■ **Exercise goal**: Reproduce, without alteration, the portion of the records that begins with the line containing "the wooden plank" and ends with the line containing "152, 394, 398, 497", with both of those lines included.

■ **Data supplied**:
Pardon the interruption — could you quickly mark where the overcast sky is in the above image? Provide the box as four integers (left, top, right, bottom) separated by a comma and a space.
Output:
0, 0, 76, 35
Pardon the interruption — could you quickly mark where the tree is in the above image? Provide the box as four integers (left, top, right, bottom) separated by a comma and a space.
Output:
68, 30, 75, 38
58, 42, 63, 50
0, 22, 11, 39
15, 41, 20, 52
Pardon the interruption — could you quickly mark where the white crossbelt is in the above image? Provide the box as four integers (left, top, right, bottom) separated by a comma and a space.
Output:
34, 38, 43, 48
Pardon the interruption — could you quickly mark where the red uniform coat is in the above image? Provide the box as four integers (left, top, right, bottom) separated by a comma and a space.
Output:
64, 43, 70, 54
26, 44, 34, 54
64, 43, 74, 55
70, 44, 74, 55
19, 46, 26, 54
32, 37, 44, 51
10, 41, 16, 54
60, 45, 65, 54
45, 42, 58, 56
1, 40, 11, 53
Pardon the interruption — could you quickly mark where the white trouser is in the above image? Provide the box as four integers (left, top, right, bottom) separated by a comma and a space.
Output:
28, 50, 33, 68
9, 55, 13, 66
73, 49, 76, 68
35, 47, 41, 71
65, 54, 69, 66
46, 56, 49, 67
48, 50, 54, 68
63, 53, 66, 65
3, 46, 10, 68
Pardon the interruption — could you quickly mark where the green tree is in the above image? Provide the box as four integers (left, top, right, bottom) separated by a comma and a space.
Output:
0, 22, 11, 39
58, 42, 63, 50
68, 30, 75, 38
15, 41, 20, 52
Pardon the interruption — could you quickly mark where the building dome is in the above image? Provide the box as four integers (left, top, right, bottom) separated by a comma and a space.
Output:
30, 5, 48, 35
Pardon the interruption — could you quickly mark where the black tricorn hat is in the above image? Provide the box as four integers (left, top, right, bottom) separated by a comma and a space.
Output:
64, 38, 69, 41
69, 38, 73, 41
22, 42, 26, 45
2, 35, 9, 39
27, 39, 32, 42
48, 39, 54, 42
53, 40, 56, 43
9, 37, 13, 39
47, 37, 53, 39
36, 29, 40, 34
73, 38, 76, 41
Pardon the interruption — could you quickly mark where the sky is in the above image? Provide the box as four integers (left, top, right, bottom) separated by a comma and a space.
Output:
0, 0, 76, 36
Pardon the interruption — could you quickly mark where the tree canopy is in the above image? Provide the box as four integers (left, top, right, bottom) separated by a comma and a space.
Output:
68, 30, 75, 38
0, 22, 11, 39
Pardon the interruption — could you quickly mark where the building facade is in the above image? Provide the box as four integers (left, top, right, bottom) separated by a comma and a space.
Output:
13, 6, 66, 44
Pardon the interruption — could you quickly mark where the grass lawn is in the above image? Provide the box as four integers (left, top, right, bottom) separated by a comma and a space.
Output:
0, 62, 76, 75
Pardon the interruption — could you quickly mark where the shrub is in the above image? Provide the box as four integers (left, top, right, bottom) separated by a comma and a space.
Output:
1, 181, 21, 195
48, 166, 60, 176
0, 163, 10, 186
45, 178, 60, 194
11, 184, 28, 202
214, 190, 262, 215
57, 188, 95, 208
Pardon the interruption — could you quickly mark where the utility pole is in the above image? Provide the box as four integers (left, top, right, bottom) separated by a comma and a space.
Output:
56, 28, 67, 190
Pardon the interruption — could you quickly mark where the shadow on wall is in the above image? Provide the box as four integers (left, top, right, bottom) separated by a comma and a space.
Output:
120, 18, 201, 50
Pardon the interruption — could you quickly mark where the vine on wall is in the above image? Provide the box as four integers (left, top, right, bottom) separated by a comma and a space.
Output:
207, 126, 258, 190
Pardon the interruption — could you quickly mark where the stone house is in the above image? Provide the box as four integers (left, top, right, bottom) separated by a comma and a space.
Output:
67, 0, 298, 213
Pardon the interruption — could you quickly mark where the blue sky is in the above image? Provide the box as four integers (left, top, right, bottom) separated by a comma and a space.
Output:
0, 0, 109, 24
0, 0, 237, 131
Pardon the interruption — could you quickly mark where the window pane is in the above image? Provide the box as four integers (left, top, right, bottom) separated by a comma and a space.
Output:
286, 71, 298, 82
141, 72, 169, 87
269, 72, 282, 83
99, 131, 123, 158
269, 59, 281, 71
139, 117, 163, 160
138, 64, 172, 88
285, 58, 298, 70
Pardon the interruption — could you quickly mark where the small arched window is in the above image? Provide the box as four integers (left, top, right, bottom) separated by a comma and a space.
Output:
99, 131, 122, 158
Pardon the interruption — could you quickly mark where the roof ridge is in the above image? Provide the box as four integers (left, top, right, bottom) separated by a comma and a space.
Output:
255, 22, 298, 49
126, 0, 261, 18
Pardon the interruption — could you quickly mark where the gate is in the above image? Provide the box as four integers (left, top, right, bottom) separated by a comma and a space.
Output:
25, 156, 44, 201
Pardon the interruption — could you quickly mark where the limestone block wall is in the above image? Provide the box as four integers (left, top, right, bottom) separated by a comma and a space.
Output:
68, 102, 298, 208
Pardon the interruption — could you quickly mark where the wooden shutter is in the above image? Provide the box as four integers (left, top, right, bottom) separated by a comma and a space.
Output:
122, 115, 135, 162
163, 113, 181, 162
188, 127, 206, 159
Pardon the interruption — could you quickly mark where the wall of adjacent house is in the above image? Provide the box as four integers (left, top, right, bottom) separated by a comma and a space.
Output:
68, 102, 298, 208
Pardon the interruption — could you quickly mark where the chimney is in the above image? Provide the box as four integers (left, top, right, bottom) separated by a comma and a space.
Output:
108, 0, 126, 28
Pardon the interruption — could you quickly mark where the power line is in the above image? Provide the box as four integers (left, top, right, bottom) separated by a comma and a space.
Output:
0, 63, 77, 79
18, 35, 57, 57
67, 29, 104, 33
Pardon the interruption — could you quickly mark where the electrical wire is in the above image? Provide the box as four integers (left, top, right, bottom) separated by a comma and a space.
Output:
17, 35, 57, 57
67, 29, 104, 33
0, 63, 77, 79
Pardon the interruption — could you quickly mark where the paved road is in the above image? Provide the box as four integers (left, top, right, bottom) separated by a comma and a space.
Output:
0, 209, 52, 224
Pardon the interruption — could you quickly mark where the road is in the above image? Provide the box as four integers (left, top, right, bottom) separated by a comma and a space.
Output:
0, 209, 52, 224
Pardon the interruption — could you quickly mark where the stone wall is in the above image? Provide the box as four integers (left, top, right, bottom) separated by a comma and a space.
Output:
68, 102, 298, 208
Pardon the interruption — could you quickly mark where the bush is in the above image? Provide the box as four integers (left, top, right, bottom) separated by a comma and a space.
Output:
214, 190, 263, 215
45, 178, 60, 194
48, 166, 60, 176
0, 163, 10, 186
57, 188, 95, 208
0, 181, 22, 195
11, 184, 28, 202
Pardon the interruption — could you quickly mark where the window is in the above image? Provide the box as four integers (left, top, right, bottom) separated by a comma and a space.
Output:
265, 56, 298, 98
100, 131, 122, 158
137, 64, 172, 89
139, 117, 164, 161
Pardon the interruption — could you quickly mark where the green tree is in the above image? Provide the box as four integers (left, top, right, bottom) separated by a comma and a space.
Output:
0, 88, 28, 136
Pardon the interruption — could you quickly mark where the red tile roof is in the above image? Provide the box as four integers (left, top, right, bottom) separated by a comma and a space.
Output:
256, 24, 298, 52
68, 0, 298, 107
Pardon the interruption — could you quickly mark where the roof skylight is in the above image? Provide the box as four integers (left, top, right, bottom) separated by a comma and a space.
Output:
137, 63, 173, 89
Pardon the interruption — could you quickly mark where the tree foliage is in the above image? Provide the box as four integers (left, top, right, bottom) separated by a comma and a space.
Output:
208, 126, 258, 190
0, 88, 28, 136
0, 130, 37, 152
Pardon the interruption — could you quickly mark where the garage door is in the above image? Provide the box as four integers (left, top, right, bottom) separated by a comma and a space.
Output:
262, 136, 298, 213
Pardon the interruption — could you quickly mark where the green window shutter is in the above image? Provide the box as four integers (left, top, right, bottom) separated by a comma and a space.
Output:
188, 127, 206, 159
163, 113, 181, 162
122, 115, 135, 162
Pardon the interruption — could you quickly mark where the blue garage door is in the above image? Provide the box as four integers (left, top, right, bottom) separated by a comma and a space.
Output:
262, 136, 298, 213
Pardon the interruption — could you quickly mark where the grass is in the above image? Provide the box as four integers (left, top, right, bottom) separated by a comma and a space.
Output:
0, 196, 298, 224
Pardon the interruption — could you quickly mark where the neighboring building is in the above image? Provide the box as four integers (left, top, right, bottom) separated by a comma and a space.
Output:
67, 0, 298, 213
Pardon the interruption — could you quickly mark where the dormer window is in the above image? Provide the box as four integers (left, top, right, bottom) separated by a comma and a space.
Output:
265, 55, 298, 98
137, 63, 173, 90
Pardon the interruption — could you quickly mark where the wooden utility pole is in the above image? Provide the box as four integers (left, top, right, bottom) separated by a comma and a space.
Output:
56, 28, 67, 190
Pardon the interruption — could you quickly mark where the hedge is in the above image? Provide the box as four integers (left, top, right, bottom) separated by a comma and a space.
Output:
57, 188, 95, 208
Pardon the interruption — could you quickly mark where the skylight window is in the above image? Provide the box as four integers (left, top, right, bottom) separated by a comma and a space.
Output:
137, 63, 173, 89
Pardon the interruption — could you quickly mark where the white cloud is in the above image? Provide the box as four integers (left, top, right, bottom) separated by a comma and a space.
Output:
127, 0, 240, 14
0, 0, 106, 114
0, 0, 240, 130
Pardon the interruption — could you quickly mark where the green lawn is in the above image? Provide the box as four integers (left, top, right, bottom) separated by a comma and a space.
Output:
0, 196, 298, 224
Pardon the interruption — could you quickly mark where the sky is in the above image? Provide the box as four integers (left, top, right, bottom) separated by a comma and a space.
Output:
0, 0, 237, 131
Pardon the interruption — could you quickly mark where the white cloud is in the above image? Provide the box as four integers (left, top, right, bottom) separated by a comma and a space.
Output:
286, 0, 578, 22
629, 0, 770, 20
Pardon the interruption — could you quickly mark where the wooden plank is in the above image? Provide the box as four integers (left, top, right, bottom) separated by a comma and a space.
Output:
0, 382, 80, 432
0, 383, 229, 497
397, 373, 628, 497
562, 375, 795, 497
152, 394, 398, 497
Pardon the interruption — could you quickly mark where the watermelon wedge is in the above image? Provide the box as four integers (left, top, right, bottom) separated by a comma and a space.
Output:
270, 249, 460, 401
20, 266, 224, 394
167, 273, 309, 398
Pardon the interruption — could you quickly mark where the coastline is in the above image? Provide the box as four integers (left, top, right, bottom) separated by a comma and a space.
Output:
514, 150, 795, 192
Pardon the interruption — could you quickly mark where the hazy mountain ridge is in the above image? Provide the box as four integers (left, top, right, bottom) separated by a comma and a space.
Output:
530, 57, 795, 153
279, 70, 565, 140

■ **Complete answer**:
Pardon the interruption — could you quickly mark where the wooden plank is in the above image? Provide the box as four integers (left, top, right, bottom) separated by a comma and a space.
Output:
0, 382, 80, 432
0, 383, 229, 497
397, 373, 628, 497
562, 375, 795, 497
152, 394, 398, 497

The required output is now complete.